"""
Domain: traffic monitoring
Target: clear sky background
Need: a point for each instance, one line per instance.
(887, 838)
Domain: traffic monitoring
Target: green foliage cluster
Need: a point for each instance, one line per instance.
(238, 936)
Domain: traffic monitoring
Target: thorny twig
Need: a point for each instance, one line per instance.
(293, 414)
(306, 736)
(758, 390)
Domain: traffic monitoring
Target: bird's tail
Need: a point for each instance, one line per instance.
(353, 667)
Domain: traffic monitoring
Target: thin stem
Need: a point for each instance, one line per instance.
"""
● Task description: Please reproduce every row above word for word, with no changes.

● Result for this task:
Domain: traffic monitoring
Target: clear sky background
Need: a point for each instance, one line per instance.
(887, 838)
Domain: traffic monitoring
Target: green foliage cluster
Need: a point for each instance, one line per instance.
(238, 936)
Domain: traffic monitoring
Target: thorny twig
Need: a point for each instance, one line per instance.
(293, 414)
(306, 736)
(758, 390)
Domain: traffic monitoring
Target: bird's tail
Need: a point for each instance, one line per instance.
(353, 667)
Domain: traffic monitoring
Target: thin stem
Need: a point for each instance, one line per instance.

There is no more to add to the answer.